- [Task prompt]:
Scan the lines below and report each one containing "white" by copying it.

- [Task material]:
>>>>
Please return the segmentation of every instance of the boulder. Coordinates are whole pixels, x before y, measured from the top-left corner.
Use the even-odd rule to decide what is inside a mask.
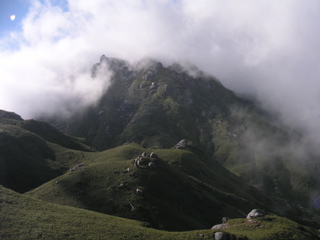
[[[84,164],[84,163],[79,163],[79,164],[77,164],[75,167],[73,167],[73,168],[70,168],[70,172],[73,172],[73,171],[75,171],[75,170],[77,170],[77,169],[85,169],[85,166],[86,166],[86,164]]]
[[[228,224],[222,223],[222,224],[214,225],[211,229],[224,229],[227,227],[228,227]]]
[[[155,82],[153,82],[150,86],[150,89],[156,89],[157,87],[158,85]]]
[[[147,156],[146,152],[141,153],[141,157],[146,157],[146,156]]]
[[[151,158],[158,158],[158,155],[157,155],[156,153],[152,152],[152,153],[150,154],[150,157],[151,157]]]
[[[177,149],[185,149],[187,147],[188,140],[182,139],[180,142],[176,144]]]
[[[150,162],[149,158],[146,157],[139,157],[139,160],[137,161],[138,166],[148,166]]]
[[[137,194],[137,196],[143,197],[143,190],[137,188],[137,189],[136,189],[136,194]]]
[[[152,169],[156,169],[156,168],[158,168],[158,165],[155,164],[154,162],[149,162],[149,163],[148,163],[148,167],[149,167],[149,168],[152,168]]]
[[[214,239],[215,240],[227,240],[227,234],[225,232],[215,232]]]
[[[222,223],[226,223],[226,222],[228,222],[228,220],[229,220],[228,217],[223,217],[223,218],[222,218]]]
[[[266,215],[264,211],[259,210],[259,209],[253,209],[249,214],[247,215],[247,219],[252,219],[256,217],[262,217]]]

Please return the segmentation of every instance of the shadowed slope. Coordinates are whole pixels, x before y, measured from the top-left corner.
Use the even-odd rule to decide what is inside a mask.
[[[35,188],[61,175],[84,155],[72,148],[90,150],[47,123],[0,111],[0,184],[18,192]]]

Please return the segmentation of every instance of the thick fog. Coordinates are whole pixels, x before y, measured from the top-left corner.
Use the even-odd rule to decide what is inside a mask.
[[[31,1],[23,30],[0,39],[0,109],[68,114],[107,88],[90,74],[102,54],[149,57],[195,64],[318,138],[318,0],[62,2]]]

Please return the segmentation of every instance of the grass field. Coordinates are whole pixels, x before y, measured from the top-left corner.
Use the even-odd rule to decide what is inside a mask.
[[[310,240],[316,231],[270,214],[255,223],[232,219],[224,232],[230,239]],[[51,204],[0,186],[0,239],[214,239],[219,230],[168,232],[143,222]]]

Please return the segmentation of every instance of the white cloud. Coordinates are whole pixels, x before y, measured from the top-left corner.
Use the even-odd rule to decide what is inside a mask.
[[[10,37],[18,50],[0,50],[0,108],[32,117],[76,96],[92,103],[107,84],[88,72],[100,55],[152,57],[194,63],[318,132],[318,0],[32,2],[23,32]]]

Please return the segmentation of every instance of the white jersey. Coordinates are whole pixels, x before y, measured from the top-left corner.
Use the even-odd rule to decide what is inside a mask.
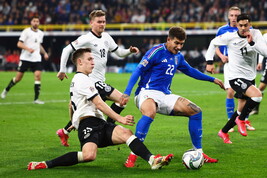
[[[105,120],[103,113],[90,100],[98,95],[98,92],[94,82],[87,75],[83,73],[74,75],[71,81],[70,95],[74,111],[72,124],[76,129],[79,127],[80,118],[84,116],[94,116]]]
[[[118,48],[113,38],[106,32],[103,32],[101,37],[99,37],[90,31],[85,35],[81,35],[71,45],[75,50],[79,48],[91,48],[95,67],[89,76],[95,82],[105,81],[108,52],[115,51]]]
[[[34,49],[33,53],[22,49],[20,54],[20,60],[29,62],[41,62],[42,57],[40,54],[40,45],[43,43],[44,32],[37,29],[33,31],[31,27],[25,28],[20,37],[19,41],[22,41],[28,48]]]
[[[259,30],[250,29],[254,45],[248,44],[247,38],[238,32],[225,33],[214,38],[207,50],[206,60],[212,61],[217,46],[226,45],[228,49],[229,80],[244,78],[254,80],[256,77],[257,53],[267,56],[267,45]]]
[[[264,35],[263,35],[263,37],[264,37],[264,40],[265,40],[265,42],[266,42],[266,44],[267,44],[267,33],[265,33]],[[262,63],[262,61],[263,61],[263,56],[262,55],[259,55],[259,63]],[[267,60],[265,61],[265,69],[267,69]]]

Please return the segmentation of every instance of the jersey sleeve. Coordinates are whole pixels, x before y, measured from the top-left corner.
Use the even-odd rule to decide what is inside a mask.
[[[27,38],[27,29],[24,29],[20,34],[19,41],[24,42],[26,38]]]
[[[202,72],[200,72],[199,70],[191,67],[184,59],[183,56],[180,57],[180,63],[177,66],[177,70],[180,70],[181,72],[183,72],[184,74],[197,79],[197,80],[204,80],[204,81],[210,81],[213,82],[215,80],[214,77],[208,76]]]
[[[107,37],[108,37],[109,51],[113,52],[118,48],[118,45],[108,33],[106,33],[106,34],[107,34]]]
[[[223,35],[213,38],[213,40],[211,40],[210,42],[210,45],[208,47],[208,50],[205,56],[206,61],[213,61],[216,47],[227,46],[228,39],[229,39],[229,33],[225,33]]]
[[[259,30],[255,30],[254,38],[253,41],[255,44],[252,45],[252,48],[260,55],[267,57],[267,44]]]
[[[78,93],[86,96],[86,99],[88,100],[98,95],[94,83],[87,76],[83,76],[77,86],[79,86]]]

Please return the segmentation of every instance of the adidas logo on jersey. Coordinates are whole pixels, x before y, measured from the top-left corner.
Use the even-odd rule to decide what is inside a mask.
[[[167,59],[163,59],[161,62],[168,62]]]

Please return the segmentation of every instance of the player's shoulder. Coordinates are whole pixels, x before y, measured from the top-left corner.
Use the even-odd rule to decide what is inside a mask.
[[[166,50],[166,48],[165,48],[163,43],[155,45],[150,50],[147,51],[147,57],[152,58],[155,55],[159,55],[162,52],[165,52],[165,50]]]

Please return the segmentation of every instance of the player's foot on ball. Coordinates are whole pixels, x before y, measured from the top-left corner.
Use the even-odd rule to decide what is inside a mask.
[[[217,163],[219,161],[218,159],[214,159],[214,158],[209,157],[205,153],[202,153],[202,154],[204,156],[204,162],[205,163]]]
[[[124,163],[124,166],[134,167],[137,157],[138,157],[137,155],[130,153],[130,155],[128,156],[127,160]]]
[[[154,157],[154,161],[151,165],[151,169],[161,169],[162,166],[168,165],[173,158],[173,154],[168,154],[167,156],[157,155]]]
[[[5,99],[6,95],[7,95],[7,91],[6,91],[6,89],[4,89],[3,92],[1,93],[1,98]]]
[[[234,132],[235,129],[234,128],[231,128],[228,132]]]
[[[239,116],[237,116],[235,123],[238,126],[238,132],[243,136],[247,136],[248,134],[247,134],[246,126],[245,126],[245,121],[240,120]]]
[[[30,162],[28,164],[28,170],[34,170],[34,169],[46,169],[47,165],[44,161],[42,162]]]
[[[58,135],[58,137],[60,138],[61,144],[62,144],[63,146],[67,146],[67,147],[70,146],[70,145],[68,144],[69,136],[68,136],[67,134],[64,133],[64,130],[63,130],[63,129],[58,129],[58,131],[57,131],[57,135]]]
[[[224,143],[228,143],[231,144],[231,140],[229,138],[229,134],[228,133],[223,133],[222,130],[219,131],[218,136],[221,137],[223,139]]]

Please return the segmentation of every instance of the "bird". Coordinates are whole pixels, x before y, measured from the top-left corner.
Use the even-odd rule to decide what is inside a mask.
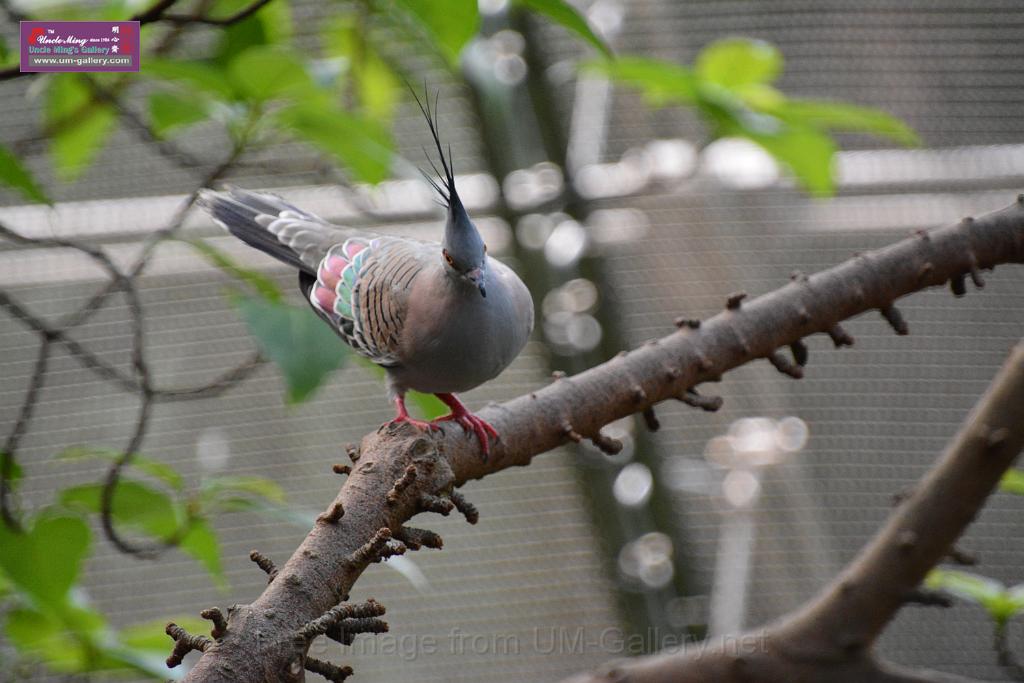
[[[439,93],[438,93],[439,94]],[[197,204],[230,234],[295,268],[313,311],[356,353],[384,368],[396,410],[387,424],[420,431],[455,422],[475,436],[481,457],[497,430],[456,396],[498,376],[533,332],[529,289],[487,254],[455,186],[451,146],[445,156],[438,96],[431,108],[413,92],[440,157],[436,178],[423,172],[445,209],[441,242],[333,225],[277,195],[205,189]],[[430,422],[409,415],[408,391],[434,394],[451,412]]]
<<<<
>>>>
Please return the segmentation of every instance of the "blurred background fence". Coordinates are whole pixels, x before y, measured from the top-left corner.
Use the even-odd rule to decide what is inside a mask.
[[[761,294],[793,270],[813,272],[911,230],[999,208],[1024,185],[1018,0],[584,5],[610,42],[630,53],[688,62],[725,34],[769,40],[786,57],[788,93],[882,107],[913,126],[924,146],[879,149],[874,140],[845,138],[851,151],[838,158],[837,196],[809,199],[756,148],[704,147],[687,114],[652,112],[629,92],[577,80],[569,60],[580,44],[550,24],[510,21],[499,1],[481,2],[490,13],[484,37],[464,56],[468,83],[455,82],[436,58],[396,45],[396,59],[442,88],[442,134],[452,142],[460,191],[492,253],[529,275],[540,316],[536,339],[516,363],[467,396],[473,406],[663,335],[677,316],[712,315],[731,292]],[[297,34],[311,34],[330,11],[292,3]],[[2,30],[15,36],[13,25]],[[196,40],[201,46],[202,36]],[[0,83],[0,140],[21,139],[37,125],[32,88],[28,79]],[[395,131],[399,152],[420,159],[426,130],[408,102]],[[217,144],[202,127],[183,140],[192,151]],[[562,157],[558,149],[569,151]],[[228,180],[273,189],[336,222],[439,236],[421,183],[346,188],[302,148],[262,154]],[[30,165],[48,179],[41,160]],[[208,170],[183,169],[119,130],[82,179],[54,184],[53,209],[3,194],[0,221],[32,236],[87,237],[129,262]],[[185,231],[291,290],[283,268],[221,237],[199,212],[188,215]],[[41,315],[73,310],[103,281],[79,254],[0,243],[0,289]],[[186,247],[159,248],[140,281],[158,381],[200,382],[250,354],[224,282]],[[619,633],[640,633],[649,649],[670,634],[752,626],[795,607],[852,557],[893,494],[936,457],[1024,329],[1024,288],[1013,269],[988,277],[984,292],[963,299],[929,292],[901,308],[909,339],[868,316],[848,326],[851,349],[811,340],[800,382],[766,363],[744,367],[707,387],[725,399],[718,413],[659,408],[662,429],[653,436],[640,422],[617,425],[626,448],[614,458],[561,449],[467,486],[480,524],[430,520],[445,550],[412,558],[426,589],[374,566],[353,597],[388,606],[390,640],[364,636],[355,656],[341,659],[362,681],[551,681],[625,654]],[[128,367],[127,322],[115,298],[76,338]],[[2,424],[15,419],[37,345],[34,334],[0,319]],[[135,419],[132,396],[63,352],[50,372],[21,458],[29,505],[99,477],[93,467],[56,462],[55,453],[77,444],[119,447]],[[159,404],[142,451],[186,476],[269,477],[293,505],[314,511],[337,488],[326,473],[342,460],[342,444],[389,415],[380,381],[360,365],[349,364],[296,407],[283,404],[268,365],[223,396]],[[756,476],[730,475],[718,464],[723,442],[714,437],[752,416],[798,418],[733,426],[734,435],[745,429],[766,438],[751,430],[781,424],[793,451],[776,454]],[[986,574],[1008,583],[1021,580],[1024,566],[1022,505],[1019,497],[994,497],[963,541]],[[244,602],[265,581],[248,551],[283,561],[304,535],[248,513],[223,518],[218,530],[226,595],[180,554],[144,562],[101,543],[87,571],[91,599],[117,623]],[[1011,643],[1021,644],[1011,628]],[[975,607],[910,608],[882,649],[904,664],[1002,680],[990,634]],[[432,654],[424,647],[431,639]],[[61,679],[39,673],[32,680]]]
<<<<
>>>>
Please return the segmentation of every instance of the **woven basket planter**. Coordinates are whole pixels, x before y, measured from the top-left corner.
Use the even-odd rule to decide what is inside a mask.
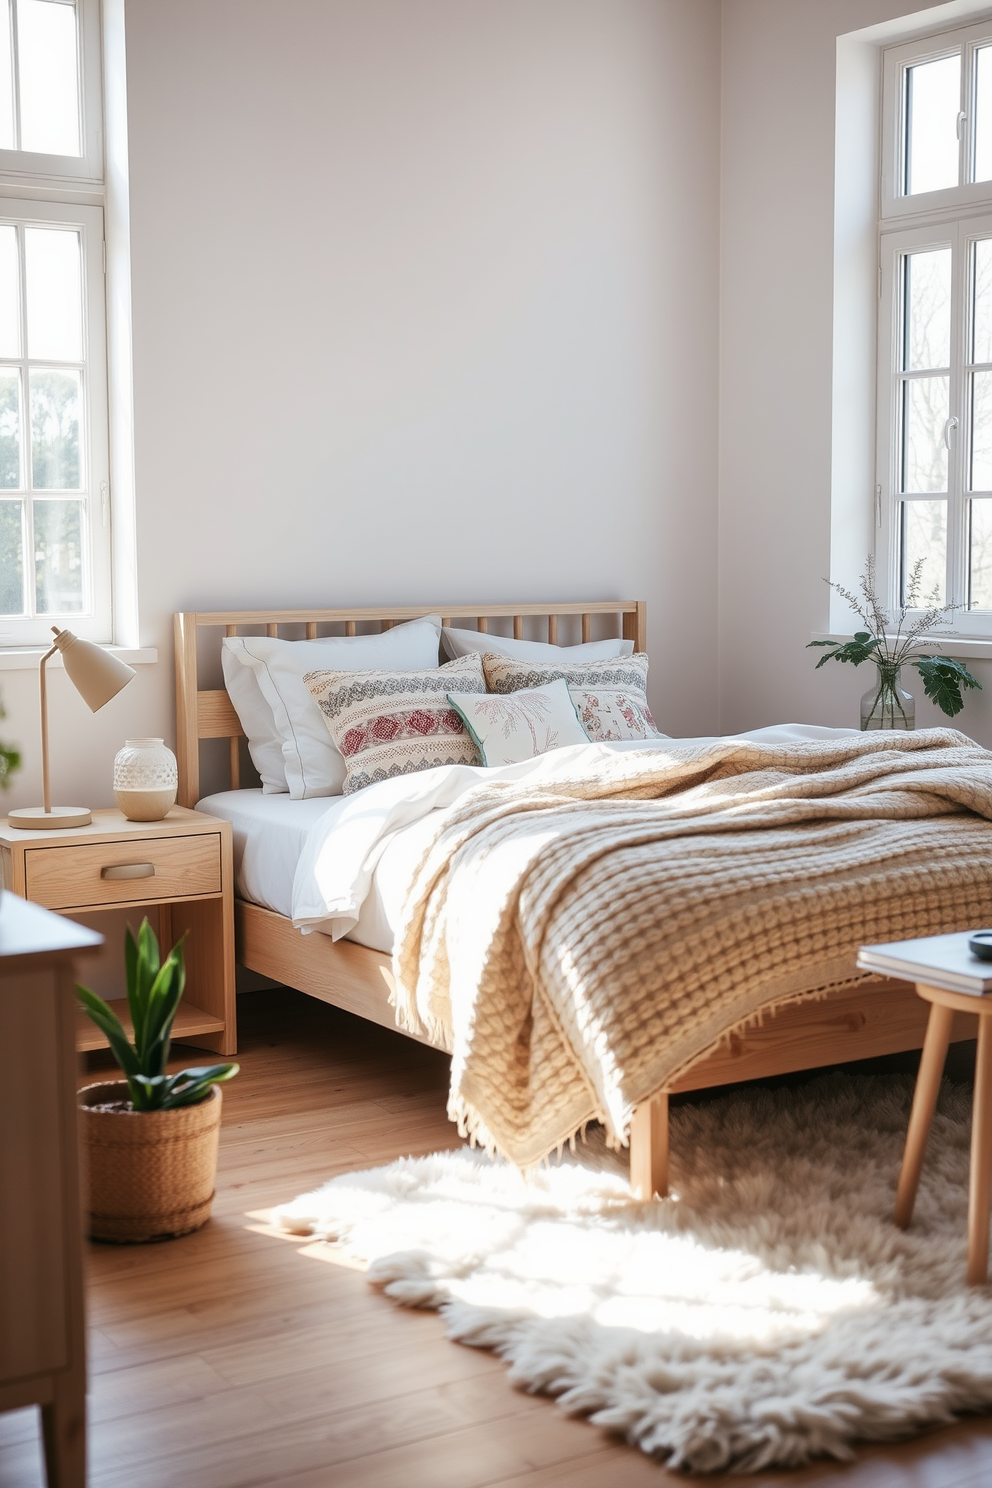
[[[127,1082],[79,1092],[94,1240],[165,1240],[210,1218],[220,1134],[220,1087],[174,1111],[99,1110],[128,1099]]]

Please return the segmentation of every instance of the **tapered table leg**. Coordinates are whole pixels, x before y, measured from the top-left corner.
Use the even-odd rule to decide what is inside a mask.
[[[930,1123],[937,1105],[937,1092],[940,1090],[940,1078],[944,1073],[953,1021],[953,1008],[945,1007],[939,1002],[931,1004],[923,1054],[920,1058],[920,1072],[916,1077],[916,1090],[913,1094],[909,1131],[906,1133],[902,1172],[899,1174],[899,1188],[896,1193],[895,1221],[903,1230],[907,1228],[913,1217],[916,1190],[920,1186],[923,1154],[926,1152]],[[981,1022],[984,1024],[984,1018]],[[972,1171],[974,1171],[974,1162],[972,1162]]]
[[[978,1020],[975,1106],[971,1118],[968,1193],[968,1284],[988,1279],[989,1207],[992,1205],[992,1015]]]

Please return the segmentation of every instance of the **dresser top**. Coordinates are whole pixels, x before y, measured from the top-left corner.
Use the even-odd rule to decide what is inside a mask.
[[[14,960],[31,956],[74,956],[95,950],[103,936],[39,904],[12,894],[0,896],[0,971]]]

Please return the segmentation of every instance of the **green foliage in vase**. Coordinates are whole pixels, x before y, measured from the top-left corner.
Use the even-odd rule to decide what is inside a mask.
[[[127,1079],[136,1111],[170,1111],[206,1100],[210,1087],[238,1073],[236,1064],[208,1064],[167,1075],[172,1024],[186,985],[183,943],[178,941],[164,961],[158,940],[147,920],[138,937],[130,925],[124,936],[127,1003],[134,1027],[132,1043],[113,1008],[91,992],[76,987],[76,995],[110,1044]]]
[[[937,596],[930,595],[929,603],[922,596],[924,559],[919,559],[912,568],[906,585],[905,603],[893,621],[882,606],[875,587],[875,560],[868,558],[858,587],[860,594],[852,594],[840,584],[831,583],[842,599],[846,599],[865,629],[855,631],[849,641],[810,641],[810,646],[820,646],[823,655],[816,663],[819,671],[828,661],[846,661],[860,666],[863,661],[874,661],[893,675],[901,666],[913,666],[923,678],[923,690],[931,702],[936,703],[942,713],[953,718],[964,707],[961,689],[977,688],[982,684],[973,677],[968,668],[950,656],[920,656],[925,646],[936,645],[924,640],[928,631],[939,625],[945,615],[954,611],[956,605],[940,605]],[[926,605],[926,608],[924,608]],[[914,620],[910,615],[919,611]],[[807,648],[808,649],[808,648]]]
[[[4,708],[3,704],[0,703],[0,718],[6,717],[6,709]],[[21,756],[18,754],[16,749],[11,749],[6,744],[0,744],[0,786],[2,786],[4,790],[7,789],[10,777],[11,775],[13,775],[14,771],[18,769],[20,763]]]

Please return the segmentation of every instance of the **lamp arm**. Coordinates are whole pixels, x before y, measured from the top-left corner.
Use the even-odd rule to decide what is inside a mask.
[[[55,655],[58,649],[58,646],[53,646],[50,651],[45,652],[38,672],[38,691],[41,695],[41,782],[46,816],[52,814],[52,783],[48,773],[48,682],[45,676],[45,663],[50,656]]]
<<<<
- [Response to this exercise]:
Please return the segmentation of every instance of the white cloud. Coordinates are whole pixels, x before y, measured from the top-left corner.
Please return the segmentation of every instance of the white jersey. Coordinates are whole pixels, x before y, measured from the top-left corner.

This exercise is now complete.